TEXTO:
* * *

A intolerância com as religiões afro-ameríndias é um retrato do racismo cultural presente desde o tempo da colonização. O Brasil tenta apagar 400 anos da sua história, apagar elementos que ajudaram na construção do país. Esse apagamento da cultura das pessoas trazidas da África e do povo nativo foi uma missão iniciada com os Jesuítas e que é feita até hoje.
Barracão incendiado em Santa Catarina / Foto: Leticia Faria (Tudo Sobre Xanxerê)
Barracão incendiado em Santa Catarina / Foto: Leticia Faria (Tudo Sobre Xanxerê)

21 de janeiro. Nesta data, desde 2007, é celebrado o Dia Nacional de Combate à Intolerância Religiosa. O dia foi escolhido em homenagem à Iyalorixá Mãe Gilda de Ogum, que faleceu em 2000, vítima de um infarto por ver o seu terreiro ser atacado e outros seguidores agredidos. Em novembro de 2014, foi feito um busto em homenagem à Mãe Gilda, no bairro de Itapuã (BA). Dois anos depois, o busto foi alvo de vandalismo e acabou destruído. A história da Mãe Gilda de Ogum reflete o que milhares de pessoas passam e o quanto é preciso debater sobre a laicidade do Estado. A intolerância com as religiões afro-ameríndias é um retrato do racismo cultural presente desde o tempo da colonização. O Brasil tenta apagar 400 anos da sua história, apagar elementos que ajudaram na construção do país. Esse apagamento da cultura das pessoas trazidas da África e do povo nativo foi uma missão iniciada com os Jesuítas e que é feita até hoje. Em fevereiro deste ano, por exemplo, o The Intercept publicou uma matéria sobre um pastor que está na Funai para converter índios que vivem em terras isoladas. Por outro lado, vemos culturas não-cristãs europeias, como Nórdica e Grega, sendo aceitas e seus deuses até como heróis em filmes – Thor, Hércules, Perseu, Loki etc. Outro exemplo é que a Mitologia Grega é ensinada nas escolas, enquanto a Mitologia Iorubá, tão rica quanto, não.

Segundo o historiador Luiz Antônio Simas, tal racismo continuou muito escancarado mesmo após o fim da escravidão. “Há um projeto de Estado para promover o embranquecimento não só da pele, mas também da cultura. Em 1890 foi criada a lei da vadiagem, mas sem estabelecer o que de fato é vadiagem. Essa punição afetou ao samba, às religiosidades, foi uma rejeição a tudo que era afro-ameríndio”, afirma Simas. Além disso, criou-se um forte estereótipo em cima das religiões afro-ameríndias, chamando-as de bruxaria e demonizando os cultos. Isso gerou ainda mais intolerância e reforçou o racismo trazido com os cristãos colonizadores. Até hoje a Umbanda e Candomblé sofrem pelo fato de não terem um livro base – como a Bíblia para os cristãos. Por este motivo, a maior parte da população acaba não conhecendo realmente os costumes, tradições e dogmas destas religiões. O resultado é que a ignorância acaba virando violência.

* * *

DADOS FORNECIDOS:

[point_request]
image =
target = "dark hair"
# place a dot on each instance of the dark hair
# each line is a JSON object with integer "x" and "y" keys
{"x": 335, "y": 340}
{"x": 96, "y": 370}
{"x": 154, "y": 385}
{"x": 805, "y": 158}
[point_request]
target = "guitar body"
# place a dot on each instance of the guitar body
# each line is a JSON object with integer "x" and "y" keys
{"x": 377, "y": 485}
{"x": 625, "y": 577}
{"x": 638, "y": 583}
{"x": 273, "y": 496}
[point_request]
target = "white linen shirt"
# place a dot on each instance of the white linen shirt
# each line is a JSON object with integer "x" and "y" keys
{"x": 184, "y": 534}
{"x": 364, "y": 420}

* * *

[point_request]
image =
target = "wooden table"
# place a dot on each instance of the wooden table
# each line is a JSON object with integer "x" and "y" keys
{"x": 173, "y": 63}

* * *

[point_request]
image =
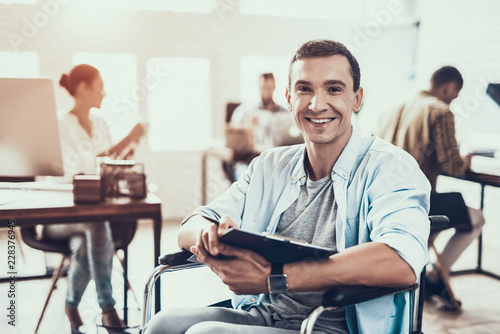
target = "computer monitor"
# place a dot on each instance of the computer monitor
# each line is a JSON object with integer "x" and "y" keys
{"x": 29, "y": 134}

* * *

PROBLEMAS E TAREFAS:
• 1. De acordo com o texto sobre intolerância religiosa, em que ano foi criada a lei da vadiagem?
• 2. Retome o texto sobre intolerância contra as religiões afro-ameríndias e escreva a continuação a partir do ponto em que ele termina.

RESPOSTAS DO EXERCÍCIO:
• 1. Em 1890.

• 2.
Não são casos isolados

O artigo 5º da Constituição Federal de 1988 assegura a igualdade religiosa e reforça a laicidade do Estado brasileiro. Mas tal liberdade de crença não é respeitada por aqui. O Brasil tem o Disque 100, número de telefone do governo que funciona 24 horas por dia para receber denúncias de violações de direitos humanos. O serviço começou, em 2011, a contabilizar os casos de intolerância religiosa. No primeiro ano de balanço, foram 15 casos registrados, número que passou a crescer muito logo após: foram 109 no ano seguinte e 201 em 2013 – um aumento de 1240% em dois anos. Mesmo sendo crime que dá de um a três anos de reclusão, os índices de intolerância religiosa seguem grandes. De acordo com a secretaria de Direitos Humanos, entre 2015 e o primeiro semestre de 2018, foram 1.729 casos de intolerância religiosa, uma média de 42 por mês. A análise de 2017 aponta que 39% das 537 denúncias foram feitas por pessoas de religiões afro-brasileiras.

Entre as denúncias, são diversas formas de agressão provocadas por este racismo cultural. Em 2015, a jovem Kailane, então com 11 anos, foi apedrejada por estar vestida de branco ao sair de uma gira no terreiro da sua avó. Há anos existe a perseguição contra umbandistas e candomblecistas por parte do chamado “Bonde de Jesus”, que são integrantes da facção TCP (Terceiro Comando Puro) da Baixada Fluminense que se converteram a uma igreja neopentecostal. No dia 24 de fevereiro deste ano, um terreiro de Candomblé que fica em Santa Cruz foi invadido e gravemente depredado – “o que mais assusta é saber que o autor dessa safadeza saiu impune porquê (sic) nossa autoridade é falha. A indignação é grande só de saber que estamos em um mundo cruel onde não temos liberdade pra cultuar nossa religião”, relatou Juliana, neta da dona do terreiro, em seu Twitter.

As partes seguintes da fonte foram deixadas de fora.